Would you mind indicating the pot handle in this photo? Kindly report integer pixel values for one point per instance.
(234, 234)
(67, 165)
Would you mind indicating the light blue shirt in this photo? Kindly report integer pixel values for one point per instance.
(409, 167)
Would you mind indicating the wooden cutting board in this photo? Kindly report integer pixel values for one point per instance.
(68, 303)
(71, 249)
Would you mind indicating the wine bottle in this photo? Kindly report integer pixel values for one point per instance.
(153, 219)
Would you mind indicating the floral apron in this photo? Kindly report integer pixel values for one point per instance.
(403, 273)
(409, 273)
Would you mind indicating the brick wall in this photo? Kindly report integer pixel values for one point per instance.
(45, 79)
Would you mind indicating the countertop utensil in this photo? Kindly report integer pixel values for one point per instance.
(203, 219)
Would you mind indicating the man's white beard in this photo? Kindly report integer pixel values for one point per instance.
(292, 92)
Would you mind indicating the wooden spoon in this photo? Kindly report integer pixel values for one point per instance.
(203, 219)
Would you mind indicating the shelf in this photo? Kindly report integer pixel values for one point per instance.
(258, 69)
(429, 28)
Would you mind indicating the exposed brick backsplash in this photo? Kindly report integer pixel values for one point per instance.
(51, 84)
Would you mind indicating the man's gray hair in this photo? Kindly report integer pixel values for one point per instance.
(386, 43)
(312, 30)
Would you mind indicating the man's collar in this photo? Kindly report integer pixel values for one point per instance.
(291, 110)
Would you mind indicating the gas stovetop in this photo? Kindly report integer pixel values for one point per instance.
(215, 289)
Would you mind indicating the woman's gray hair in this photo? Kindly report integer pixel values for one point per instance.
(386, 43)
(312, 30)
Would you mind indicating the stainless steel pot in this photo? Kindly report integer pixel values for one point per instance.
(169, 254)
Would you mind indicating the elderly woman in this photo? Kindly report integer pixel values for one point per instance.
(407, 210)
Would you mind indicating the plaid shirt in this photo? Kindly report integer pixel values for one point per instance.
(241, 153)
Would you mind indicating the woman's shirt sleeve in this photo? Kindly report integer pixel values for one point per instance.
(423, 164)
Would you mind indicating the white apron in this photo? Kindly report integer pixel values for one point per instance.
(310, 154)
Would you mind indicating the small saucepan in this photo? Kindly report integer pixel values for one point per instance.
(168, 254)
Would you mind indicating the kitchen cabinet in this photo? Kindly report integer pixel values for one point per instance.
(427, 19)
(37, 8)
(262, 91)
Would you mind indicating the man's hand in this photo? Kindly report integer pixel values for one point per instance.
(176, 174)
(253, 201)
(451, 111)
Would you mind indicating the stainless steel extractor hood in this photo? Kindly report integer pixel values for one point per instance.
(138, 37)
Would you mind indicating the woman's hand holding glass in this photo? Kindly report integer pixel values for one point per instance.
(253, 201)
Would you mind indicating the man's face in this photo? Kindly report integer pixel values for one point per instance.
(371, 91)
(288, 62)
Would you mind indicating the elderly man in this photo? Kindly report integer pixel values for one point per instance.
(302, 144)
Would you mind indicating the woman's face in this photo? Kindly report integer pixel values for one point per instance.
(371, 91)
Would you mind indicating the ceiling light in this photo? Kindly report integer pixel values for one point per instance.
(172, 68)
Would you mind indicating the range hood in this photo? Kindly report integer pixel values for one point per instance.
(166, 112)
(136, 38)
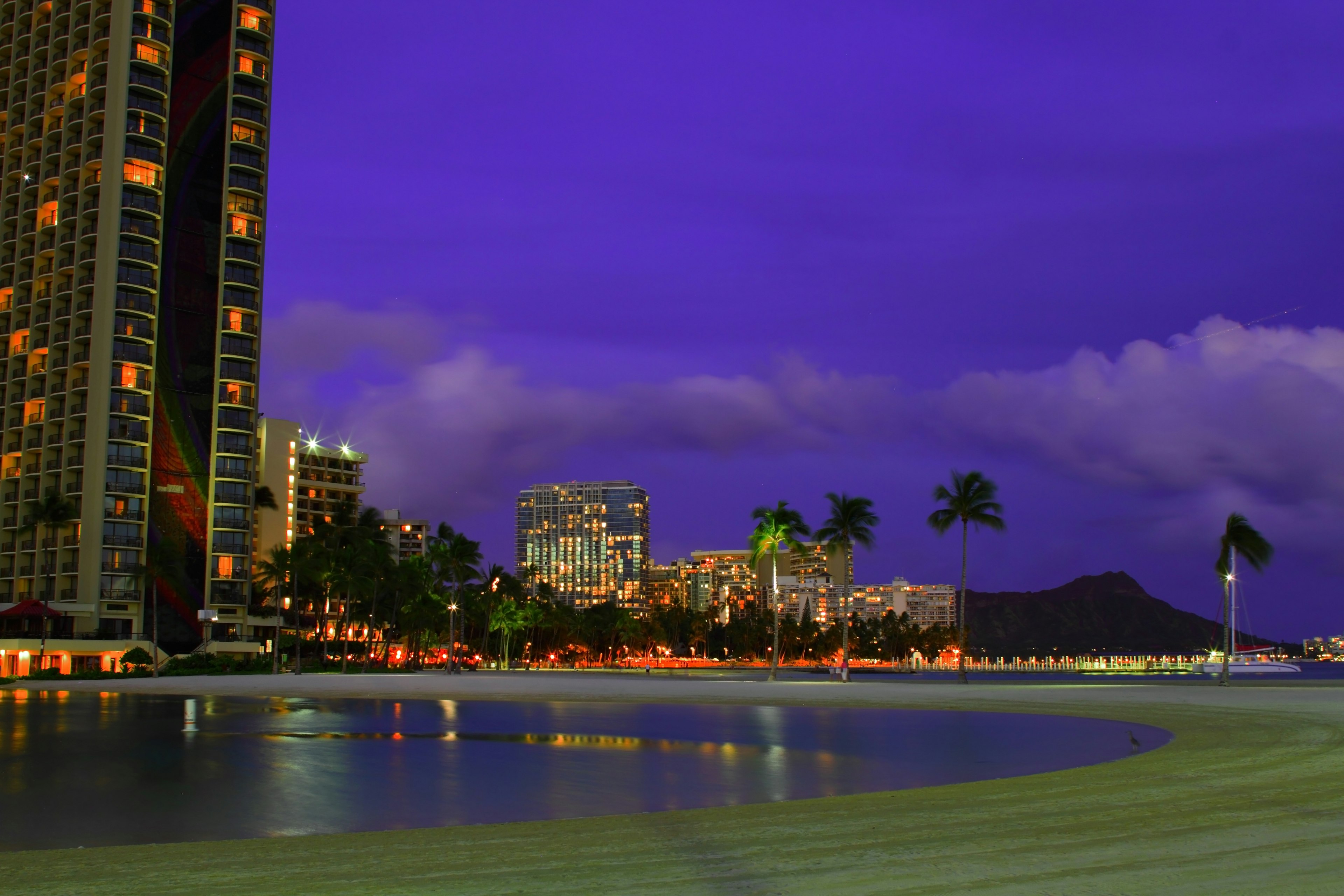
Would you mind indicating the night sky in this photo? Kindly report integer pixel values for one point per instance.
(749, 252)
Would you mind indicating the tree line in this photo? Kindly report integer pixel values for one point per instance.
(346, 598)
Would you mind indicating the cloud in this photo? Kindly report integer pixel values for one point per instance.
(1256, 410)
(464, 433)
(323, 338)
(1229, 418)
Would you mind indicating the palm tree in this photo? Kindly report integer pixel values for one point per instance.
(969, 500)
(53, 512)
(850, 523)
(277, 570)
(379, 559)
(456, 559)
(163, 561)
(1240, 539)
(776, 528)
(265, 500)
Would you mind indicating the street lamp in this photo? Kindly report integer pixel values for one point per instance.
(452, 639)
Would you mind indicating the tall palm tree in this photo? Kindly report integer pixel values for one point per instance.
(56, 514)
(850, 523)
(264, 499)
(776, 527)
(277, 569)
(163, 564)
(379, 559)
(1240, 539)
(969, 500)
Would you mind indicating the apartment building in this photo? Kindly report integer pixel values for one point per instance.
(589, 540)
(409, 538)
(132, 218)
(311, 481)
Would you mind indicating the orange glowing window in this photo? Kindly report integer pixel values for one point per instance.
(144, 53)
(240, 226)
(138, 173)
(252, 66)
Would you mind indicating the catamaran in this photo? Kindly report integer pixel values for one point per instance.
(1245, 659)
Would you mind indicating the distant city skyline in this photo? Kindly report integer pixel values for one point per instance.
(848, 249)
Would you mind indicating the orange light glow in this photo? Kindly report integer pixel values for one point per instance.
(139, 173)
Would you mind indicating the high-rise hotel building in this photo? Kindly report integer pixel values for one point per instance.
(132, 217)
(589, 540)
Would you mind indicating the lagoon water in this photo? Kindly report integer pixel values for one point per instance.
(85, 770)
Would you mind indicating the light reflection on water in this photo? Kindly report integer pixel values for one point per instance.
(292, 766)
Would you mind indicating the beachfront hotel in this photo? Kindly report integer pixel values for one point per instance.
(135, 179)
(310, 481)
(589, 540)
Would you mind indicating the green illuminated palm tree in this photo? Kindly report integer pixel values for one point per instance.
(264, 499)
(1240, 540)
(850, 523)
(56, 514)
(969, 500)
(163, 564)
(776, 528)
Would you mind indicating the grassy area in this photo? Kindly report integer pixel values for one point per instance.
(1251, 796)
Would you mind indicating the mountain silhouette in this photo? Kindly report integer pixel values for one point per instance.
(1108, 613)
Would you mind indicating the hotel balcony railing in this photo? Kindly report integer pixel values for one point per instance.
(128, 352)
(245, 205)
(142, 202)
(240, 399)
(245, 326)
(135, 303)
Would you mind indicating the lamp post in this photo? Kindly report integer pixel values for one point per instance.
(452, 639)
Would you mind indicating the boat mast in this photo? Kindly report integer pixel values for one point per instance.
(1232, 630)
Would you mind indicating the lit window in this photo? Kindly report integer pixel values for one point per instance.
(139, 173)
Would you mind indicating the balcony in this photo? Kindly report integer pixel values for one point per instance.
(140, 227)
(245, 205)
(245, 326)
(135, 303)
(154, 83)
(130, 352)
(142, 202)
(135, 277)
(241, 399)
(134, 327)
(131, 405)
(131, 433)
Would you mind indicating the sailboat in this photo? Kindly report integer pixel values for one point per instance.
(1245, 659)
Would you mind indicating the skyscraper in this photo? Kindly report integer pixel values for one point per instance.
(135, 175)
(589, 540)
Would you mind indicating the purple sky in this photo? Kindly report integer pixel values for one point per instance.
(748, 252)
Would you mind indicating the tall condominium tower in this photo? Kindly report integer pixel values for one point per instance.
(135, 173)
(589, 540)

┄┄┄┄┄┄

# Exercise objective:
Leave out the pictures and output every record above precisely as given.

# Result:
Would you mind indicating the pot handle in this photo? Kindly report integer pixel values for one point per instance.
(234, 234)
(67, 165)
Would you mind indicating the light blue shirt in this photo? Kindly report integer pixel values for one point per instance.
(409, 167)
Would you mind indicating the wooden cutting board in this photo? Kindly report integer pixel values for one point per instance.
(68, 303)
(71, 249)
Would you mind indicating the wine bottle in this photo? Kindly report integer pixel values for one point per instance.
(153, 219)
Would you mind indicating the floral apron in this photo? Kindly report integer pixel values for one point per instance.
(403, 273)
(409, 273)
Would you mind indicating the brick wall in this photo? Kindly report integer pixel values for one point per instance.
(45, 79)
Would you mind indicating the countertop utensil in this photo? Kindly report integer pixel values for one point per instance.
(203, 219)
Would you mind indicating the man's white beard in this photo? Kindly report integer pixel values for one point per instance.
(292, 92)
Would you mind indicating the wooden spoon in this photo? Kindly report integer pixel values for one point per instance.
(203, 219)
Would you mind indicating the shelf in this photo? Kindly report integer pixel values for one point per instance.
(258, 69)
(429, 28)
Would you mind indicating the exposed brick backsplash in this photo? Kindly report integer pixel values for one point per instance.
(51, 84)
Would you mind indicating the man's gray hair in this photo? Kindly report integer pixel values for one point per instance.
(386, 43)
(312, 30)
Would you mind indicating the man's collar in this photo? Kindly report integer pixel values for one point per instance.
(291, 110)
Would you mind indicating the gas stovetop in this photo? Kindly report integer pixel values for one point per instance.
(215, 289)
Would you mind indicating the woman's gray hair in this photo? Kindly report integer pixel values for one point per instance.
(386, 43)
(312, 30)
Would you mind indicating the stainless steel pot in this photo? Kindly report integer pixel values for one point per instance.
(169, 254)
Would you mind indicating the elderly woman in this photo? Kindly report integer pixel values for one point per instance.
(407, 210)
Would you mind indicating the plaid shirt in this photo? Kindly report integer pixel values for one point per instance.
(241, 153)
Would you mind indicating the woman's shirt sleeve in this photo? Kindly report integer pixel values for one point per instance.
(423, 164)
Would you mind indicating the white apron in this photo? Kindly report integer pixel values for one point per instance.
(310, 154)
Would you mind indicating the small saucepan in this photo? Kindly report integer pixel values for one point per instance.
(168, 254)
Would you mind indicating the kitchen cabinet in this photo? Kindly report integer pixel values for one point per instance.
(427, 19)
(37, 8)
(262, 91)
Would you mind indicating the man's hand in this photo? Kindly report integer pixel values for one point per instance.
(176, 174)
(253, 201)
(451, 111)
Would you mind indicating the stainless steel extractor hood in this photo? Kindly report integer pixel values for one point per instance.
(138, 37)
Would you mind indicating the woman's hand holding glass in this photo? Kindly report integer pixel values for one point per instance.
(253, 201)
Would you mind indicating the man's face in this photo? Kindly report integer pixel values for one point per instance.
(371, 91)
(288, 62)
Would you mind indicating the elderly man in this photo? Kindly report integer pixel values for one point per instance.
(302, 144)
Would you mind indicating the woman's face in this photo? Kindly report integer pixel values for one point per instance.
(371, 91)
Would you mind indicating the ceiling light in this photo? Kindly report integer pixel values for one point per instance.
(172, 68)
Would you mind indicating the range hood in this photo? Kindly report integer pixel values for one point per instance.
(166, 112)
(136, 38)
Would you mind indicating the night sky in this photo? Kindly report integer pixel values for one point per instance.
(749, 252)
Would you mind indicating the tree line in this photo? Kindly report integer pixel values for one point per instance.
(346, 598)
Would you mind indicating the cloud in this photo? Kindly report integer pixel values for one point per instance.
(1256, 410)
(464, 433)
(323, 338)
(1229, 418)
Would you mind indicating the palm tree in this photo? Kindly report integer pixel values for one point per instance.
(969, 500)
(53, 512)
(850, 523)
(277, 570)
(379, 559)
(456, 559)
(163, 561)
(1240, 539)
(776, 528)
(265, 500)
Would you mind indicating the street lamp in this photo? Kindly report integer pixel values for one point per instance.
(452, 639)
Would you mind indicating the tall palm tree in this photo? Kindly report integer pixel values for one point per instance.
(56, 514)
(850, 523)
(264, 499)
(776, 527)
(277, 569)
(163, 564)
(379, 559)
(1240, 539)
(969, 500)
Would you mind indicating the apartment building in this photo? Kindly report integer pixel values for one point per instance.
(589, 540)
(409, 538)
(132, 218)
(311, 481)
Would you mind indicating the orange glowing window in this photo? Kindly report integer pixel values for one point per instance.
(144, 53)
(240, 226)
(138, 173)
(252, 66)
Would you mind indicating the catamaran in this photo? Kindly report integer pixel values for one point per instance.
(1245, 659)
Would you mind indicating the distant city skyline in this photo? Kindly report integer pixel values for one point per instance.
(848, 249)
Would you mind indicating the orange light glow in this photo? Kindly report integer pixel values for one point per instance.
(139, 173)
Would you mind indicating the high-rise hotel building in this photo? Kindly report integer pixel values for one point per instance.
(132, 217)
(589, 540)
Would you mind indicating the lagoon water in this photo? Kindly report integer pixel values for one point per instance.
(85, 770)
Would you mind indicating the light reflection on water in this photo? Kindly report integer pixel values for one point per instance.
(292, 766)
Would you mind indicating the beachfront hotel in this photo? Kindly report integer pixel values for one point per instance.
(135, 179)
(310, 481)
(589, 540)
Would you mind indicating the green illuminated palm tree in this photo? Kindly report integer pixel values for one point per instance.
(264, 499)
(1240, 540)
(850, 523)
(56, 514)
(969, 500)
(163, 564)
(776, 528)
Would you mind indicating the grassy area in this photo? Kindly report integer pixel values for one point per instance.
(1251, 796)
Would you mind indicating the mountain silhouette in this photo? Kindly report integer pixel values for one point per instance.
(1108, 613)
Would you mind indicating the hotel balcony railing in this photo? Kindly report integer pixel values for one point per instance.
(128, 352)
(245, 205)
(142, 202)
(240, 399)
(245, 326)
(135, 303)
Would you mind indicating the lamp post in this photo? Kindly report integer pixel values for one point per instance.
(452, 639)
Would you mind indicating the boat mast in this photo? Kindly report integer pixel values for one point per instance.
(1232, 630)
Would you mind indicating the lit window in this photo? Kindly report integer pixel values for one point per instance.
(139, 173)
Would you mind indicating the balcony in this photo? Kindly report integer pixel values for one point per instance.
(140, 227)
(245, 205)
(245, 326)
(135, 303)
(154, 83)
(130, 352)
(142, 202)
(135, 277)
(241, 399)
(134, 327)
(131, 405)
(131, 433)
Would you mind indicating the sailboat in this photo? Kindly report integer pixel values for one point per instance.
(1245, 659)
Would you mind indicating the skyscraper in this photo? Kindly report integer pixel values for one point per instance.
(135, 175)
(589, 540)
Would you mind indicating the purple sky in this photo? Kindly report integer pixel values for one point per instance.
(748, 252)
Would you mind indicating the tall condominium tower in this photo? Kindly report integer pixel values for one point per instance.
(135, 173)
(589, 540)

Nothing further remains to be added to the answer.